This is confusing to me: http://support.asus.com/faq/asus-faq.aspx?no=4984A0D8-1DED-7358-735F-6821BE9AF203&SLanguage=en-us

Edit:  They changed that link.  Now it's clear.


----------



## chuchnit (Mar 6, 2011)

Cadaveca I just want to give you props on the motherboard reviews. They are high quality and I sure hope Wizzard keeps using you.


----------



## cadaveca (Mar 6, 2011)

thebluebumblebee said:


> This is confusing to me: http://support.asus.com/faq/asus-faq.aspx?no=4984A0D8-1DED-7358-735F-6821BE9AF203&SLanguage=en-us



I think they are more indicating that none of the H55 boards have 8x8 PCIe lanes...and as such, do not support dual VGAS in any way. I don't even think any H55 boards can run more than one card!


----------



## newtekie1 (Mar 6, 2011)

cadaveca said:


> I think they are more indicating that none of the H55 boards have 8x8 PCIe lanes...and as such, do not support dual VGAS in any way. I don't even think any H55 boards can run more than one card!



Yes, that is exactly what they are saying.  They are also saying P55 boards can only do hardware Crossfire, meaning cards without a crossfire connecter won't work(why would you even bother anyway?).


----------



## cadaveca (Mar 6, 2011)

chuchnit said:


> Cadaveca I just want to give you props on the motherboard reviews. They are high quality and I sure hope Wizzard keeps using you.



Another is underway right this moment and hopefully more products arrive at my door shortly. I got this sample last Thursday or Friday, and the entire review went rather well, considering some of the crap I dealt with while working on it.

I had run out of TIM, so went to the PC store to pick some up. Like most, I couldn't help myself, and made a few other purchases. After packing them into my backpack, I went to sling it over my shoulder, and popped my shoulder right out of the socket!

So I wrote this review with just one hand, even! 

That slowed me down a fair bit, but it also forced me to spend a bit more time with the board and get a better feel for what it offers.

I have been having issues with my 5870's for quite some time now too...maybe a story to tell after it's all over and done with, as it seems I may have to update my bench platform and redo a bunch of benching because of a VGA swap.

So thanks very much for the support; It's greatly appreciated! I put alot into it!


----------



## Cold Storm (Mar 6, 2011)

HAHAHA popped it out of the shoulder.. Love your work don't you? 

Glad to see another is under way. I know your Max review is what got me to buy the MaxIII for the HTPC.


----------



## (FIH) The Don (Mar 8, 2011)

very nice Cad. 

i got the non Pro version and i love it  

props to you


----------

INFORMATION SUPPLIED
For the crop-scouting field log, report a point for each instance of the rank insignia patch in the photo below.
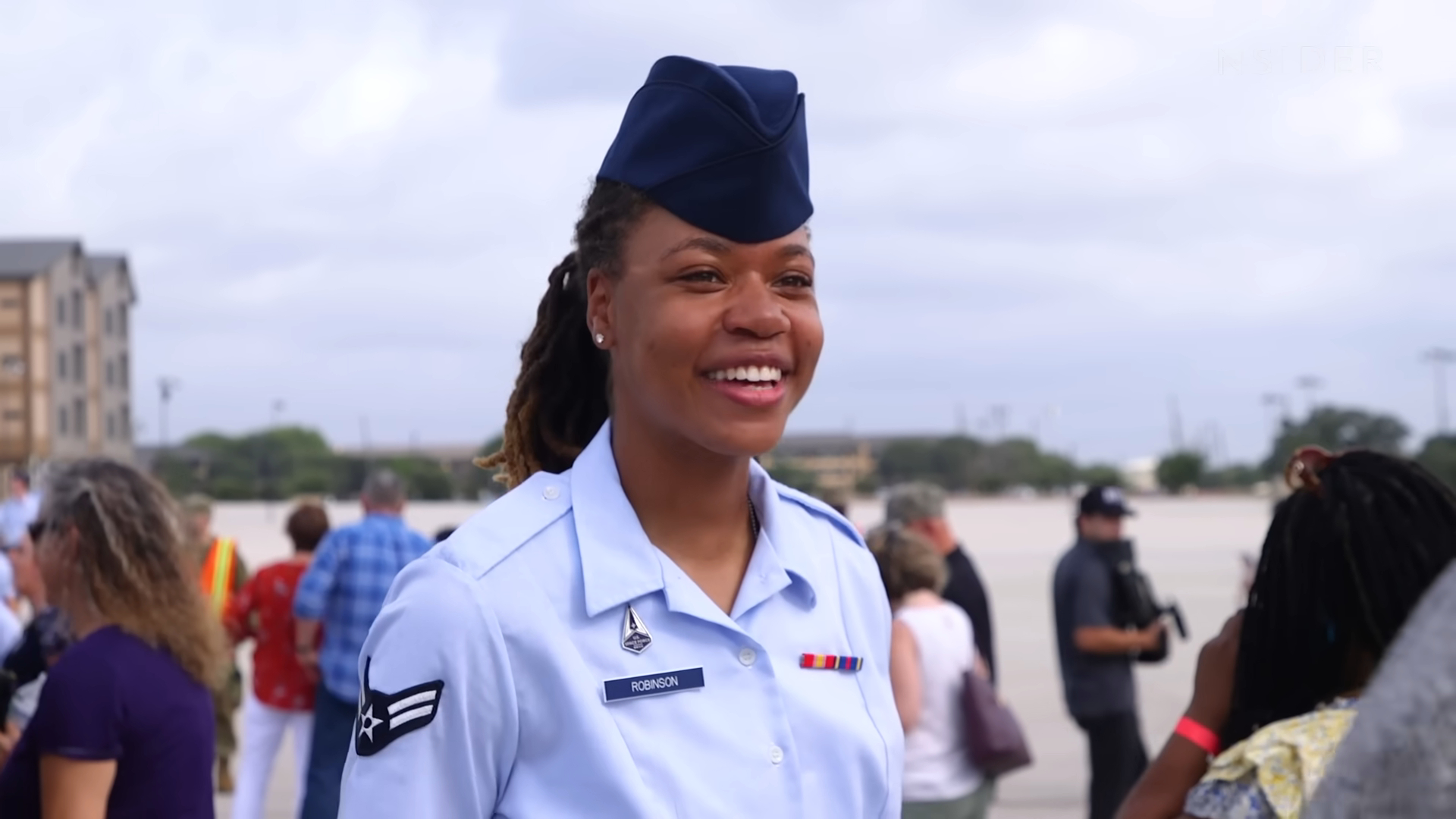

BRIEF 1
In the forum thread, what did cadaveca go to the PC store to buy?
BRIEF 2
Using the forum thread, explain why cadaveca thinks H55 boards don't support dual VGAs.

EXERCISE ANSWER 1
TIM, because he had run out of it.

EXERCISE ANSWER 2
Cadaveca reads the linked Asus FAQ as saying that none of the H55 boards have 8x8 PCIe lanes, so they do not support dual VGAs in any way. newtekie1 agrees that this is exactly what the FAQ is saying.